> **Work to be completed**: Which lines in the rows below contain the word "flag"? Report each such line in full, treating uppercase and lowercase as different.

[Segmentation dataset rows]
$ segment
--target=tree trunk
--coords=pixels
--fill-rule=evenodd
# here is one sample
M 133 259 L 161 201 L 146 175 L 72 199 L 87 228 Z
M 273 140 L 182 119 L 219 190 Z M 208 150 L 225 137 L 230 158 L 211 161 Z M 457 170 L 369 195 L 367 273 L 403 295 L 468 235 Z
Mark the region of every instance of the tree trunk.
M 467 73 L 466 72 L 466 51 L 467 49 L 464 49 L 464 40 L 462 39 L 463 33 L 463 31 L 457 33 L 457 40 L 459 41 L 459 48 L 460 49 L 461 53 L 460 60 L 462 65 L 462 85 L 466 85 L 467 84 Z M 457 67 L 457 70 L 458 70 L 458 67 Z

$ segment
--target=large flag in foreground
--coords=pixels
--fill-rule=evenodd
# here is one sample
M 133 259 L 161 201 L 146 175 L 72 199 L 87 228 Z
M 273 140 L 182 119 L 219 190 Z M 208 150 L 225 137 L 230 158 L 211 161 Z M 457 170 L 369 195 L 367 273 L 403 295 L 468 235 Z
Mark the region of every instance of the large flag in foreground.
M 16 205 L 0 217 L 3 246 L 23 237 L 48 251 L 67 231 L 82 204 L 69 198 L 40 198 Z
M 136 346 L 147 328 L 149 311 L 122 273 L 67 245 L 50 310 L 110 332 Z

> **Solution to the exercise**:
--target=large flag in foreground
Mark the region of every instance of the large flag in foreground.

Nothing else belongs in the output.